▸ TEXTO EM ESTUDO:
Já passou o tempo em que era muito estranho ver um palhaço no hospital! Depois de mais de 30 anos de trabalho e pesquisa da associação Doutores da Alegria, a estranheza deu lugar ao pertencimento e cá estamos nós! Estranho mesmo é quando não estamos no hospital!
Com a pandemia, ficamos afastados dos corredores e enfermarias – quer dizer, só viam os palhaços as crianças que queriam olhar na telinha do tablet; a grande maioria das pessoas que estavam no hospital não tinham acesso ao nosso trabalho rotineiro. E sabemos que fizemos falta! Até recentemente, ainda ouvimos: “Ai que bom que vocês voltaram!”. Algumas pessoas verbalizaram que a nossa volta presencial aos hospitais era um sinal de que, finalmente, começava a chegar o clima de normalidade a esse mundo pandêmico!

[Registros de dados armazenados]

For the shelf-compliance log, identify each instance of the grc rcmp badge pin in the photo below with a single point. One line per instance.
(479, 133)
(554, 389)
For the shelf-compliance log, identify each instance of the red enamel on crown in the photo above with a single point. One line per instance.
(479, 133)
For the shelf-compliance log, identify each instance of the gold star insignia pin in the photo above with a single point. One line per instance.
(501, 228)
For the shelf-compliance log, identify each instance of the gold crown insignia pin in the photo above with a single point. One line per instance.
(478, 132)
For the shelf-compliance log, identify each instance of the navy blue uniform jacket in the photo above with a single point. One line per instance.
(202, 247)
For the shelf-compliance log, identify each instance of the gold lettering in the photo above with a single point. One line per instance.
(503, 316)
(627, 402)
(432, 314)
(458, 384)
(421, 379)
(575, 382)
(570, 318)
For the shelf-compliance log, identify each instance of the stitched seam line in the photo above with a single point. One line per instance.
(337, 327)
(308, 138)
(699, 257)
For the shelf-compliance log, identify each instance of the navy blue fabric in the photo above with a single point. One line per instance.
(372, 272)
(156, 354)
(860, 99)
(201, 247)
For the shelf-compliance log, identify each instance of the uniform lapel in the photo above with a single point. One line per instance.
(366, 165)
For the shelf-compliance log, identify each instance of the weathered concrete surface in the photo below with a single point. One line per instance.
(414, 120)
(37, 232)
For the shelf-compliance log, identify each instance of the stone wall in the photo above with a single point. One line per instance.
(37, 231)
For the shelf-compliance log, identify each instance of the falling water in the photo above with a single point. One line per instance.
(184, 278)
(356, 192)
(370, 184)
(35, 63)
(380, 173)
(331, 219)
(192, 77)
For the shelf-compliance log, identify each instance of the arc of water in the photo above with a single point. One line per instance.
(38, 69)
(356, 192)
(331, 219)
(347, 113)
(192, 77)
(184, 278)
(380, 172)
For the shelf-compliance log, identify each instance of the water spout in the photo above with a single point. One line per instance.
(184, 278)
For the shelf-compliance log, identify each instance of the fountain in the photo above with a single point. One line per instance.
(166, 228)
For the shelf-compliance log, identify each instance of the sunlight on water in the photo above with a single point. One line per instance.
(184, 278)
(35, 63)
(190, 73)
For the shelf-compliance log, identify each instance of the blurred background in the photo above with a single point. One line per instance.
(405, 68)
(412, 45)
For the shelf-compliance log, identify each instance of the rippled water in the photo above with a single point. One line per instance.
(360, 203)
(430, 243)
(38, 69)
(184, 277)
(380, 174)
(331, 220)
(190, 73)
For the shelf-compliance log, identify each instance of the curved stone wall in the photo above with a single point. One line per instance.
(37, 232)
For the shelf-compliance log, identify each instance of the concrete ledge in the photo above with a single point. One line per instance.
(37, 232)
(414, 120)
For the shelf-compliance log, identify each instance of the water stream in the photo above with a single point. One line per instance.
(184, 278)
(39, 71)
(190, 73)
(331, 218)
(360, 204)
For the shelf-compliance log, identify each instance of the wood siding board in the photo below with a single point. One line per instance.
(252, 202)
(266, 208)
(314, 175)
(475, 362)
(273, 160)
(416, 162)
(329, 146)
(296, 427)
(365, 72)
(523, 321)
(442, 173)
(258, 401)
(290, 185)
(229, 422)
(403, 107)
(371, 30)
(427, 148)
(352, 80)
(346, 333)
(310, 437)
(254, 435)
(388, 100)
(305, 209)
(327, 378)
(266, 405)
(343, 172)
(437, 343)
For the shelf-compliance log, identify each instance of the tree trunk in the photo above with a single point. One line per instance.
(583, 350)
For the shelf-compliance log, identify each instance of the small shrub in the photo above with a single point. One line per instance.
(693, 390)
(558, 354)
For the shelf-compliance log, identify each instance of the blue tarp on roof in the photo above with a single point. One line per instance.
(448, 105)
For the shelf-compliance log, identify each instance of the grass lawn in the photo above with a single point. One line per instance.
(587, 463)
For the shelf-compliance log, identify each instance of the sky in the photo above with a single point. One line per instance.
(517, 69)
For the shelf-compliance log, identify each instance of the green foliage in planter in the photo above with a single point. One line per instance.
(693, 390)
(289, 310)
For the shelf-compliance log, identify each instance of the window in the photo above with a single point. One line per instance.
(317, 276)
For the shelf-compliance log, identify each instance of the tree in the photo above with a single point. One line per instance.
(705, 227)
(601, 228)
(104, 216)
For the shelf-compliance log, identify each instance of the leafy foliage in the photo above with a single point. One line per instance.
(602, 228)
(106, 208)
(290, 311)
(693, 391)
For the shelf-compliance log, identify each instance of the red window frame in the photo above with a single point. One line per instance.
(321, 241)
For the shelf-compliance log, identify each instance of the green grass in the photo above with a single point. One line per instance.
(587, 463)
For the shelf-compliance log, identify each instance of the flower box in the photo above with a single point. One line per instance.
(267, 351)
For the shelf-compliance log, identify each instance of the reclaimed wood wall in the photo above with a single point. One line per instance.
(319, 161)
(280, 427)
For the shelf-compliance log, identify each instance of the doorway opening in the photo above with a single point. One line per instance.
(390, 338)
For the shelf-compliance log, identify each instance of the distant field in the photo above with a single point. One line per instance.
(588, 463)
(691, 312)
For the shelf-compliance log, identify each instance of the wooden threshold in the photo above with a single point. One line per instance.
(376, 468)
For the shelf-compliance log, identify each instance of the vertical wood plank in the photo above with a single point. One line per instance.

▸ QUESTÕES DE ESTUDO:
a: Responda às perguntas abaixo sobre o texto dos palhaços no hospital:
(i) Há quanto tempo a associação Doutores da Alegria faz trabalho e pesquisa?
(ii) Na pandemia, por qual aparelho as crianças viam os palhaços?
(iii) Segundo algumas pessoas, a volta presencial aos hospitais era sinal de quê?
b: Por favor, prossiga o texto dos palhaços no hospital a partir da última frase apresentada.

▸ RESPOSTAS DAS TAREFAS:
a:
(i) Há mais de 30 anos.
(ii) Pela telinha do tablet.
(iii) De que, finalmente, começava a chegar o clima de normalidade a esse mundo pandêmico.

b:
É realmente muito bom voltar, sabemos da importância da nossa presença. Cada pessoa que está no hospital tem uma função, quem está lá, precisa estar, inclusive para ficar bom e ir logo para casa! O doente é o ator principal, se não tivesse doente não teria hospital, muito menos médico, enfermeiras, técnicas, acompanhantes e tantos outros profissionais que fazem um hospital funcionar. Ah, e o palhaço estaria apenas nos palcos e picadeiros!
Mas, como eu disse, cá estamos no hospital. E, olha, fica difícil passarmos despercebidos! Até mesmo quando queremos nos esconder atrás dos nossos objetos de cena ou quando andamos nos arrastando pelas paredes para que ninguém nos veja. Não tem jeito, todos nos veem. Ainda bem!!!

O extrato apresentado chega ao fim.